• _WRITTEN REQUEST A_
Do the following statements agree with the kernel networking email? For each, answer yes or no and quote the deciding words of the email. (i) The changes are meant to reach kernel 2.6.27. (ii) The process scheduler pays no attention to where wakeup events occur. (iii) The RX retargeting idea is called flawed from another perspective.
• _WRITTEN REQUEST B_
Extend the kernel networking email past its final sentence, keeping the argument about the server thread polling on many connections.

• _DOCUMENT SECTION_
★ ★ ★ ★ ★

From: "Waskiewicz Jr, Peter P" <peter.p.waskiewicz.jr@...el.com>
Date: Wed, 25 Jun 2008 11:31:01 -0700

> >Well:
> >
> >1) All of this multiqueue stuff is going away with my changes in
> >   net-tx-2.6
> 
> Do you have a guestimate of which kernel you'll be targeting these
> changes?  I'm very interested in this schedule.

I want it to hit 2.6.27

> The whole point is to identify the flow and redirect your Rx filtering
> to the CPU it came from.  So if you did this properly, the ACKs would be
> landing on the CPU that originally opened the TCP flow.  I don't follow
> why the scheduler would move the process if the Rx traffic is returning
> to that core.

The process scheduler monitors where wakeup events occur.
If predominantly they arrive on a difference cpu from where
the process is currently scheduled, the scheduler might decide
to move the process there.

This RX retargetting idea is also flawed from another perspective.

Let's say you have a server thread polling on a lot of
connections.  And let's say that all of these connections
become extremely active all of a sudden.

★ ★ ★ ★ ★

(Stored entries)
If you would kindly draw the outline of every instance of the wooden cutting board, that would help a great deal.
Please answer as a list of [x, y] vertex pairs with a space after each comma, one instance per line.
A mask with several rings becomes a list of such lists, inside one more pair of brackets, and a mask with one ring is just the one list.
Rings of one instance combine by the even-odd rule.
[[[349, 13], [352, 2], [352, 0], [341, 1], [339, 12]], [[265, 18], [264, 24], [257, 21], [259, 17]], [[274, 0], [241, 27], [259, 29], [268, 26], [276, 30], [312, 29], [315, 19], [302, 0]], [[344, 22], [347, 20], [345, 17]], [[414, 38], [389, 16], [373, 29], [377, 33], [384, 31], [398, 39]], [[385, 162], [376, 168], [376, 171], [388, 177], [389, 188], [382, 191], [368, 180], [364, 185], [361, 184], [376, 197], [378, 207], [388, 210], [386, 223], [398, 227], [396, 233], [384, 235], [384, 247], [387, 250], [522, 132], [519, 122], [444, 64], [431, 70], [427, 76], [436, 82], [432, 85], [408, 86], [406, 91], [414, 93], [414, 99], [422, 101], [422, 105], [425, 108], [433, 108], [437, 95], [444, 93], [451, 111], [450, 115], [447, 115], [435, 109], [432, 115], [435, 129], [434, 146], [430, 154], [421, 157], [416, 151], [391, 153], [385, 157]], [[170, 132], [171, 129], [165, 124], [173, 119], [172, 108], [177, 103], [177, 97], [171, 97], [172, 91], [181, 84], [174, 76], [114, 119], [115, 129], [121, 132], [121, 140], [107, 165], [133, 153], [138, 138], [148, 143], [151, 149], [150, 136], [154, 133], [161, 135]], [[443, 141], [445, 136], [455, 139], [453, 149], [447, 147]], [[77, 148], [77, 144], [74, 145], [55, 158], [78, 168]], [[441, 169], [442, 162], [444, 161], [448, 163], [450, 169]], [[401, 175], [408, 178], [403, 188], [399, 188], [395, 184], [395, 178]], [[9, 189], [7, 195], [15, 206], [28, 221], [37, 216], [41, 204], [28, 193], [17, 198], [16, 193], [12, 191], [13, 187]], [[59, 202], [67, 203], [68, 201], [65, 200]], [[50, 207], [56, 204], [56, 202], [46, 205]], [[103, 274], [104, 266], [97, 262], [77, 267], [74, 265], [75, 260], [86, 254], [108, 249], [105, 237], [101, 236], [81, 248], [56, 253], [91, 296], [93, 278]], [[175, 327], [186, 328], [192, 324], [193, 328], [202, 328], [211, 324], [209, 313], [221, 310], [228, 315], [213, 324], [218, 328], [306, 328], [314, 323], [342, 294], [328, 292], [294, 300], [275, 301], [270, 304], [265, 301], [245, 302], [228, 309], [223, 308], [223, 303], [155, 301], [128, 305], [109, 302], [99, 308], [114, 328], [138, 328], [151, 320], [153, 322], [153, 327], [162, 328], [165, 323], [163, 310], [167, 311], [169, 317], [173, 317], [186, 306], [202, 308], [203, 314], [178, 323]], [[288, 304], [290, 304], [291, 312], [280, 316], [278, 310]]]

★ ★ ★ ★ ★

• _FINAL RESULT A_
(i) Yes: "I want it to hit 2.6.27"
(ii) No: "The process scheduler monitors where wakeup events occur."
(iii) Yes: "This RX retargetting idea is also flawed from another perspective."

• _FINAL RESULT B_
If you RX steer all of those flows to the same cpu we might
as well not do any RX hashing at all.  The whole point is
to distribute the network stack input processing across
the machine as much as possible.

If you try to steer RX traffic to cpus that processes are running
on, you will undo almost all of the intended benefit of RX hashing
in many common scnenerios.

Don't second guess the process scheduler we have, it will or
should do the right thing in these situations because it can
see what is going on in ways that the NIC and the networking
alone simply cannot.  It knows about cache effects and tradeoffs
of moving tasks between cores and NUMA nodes.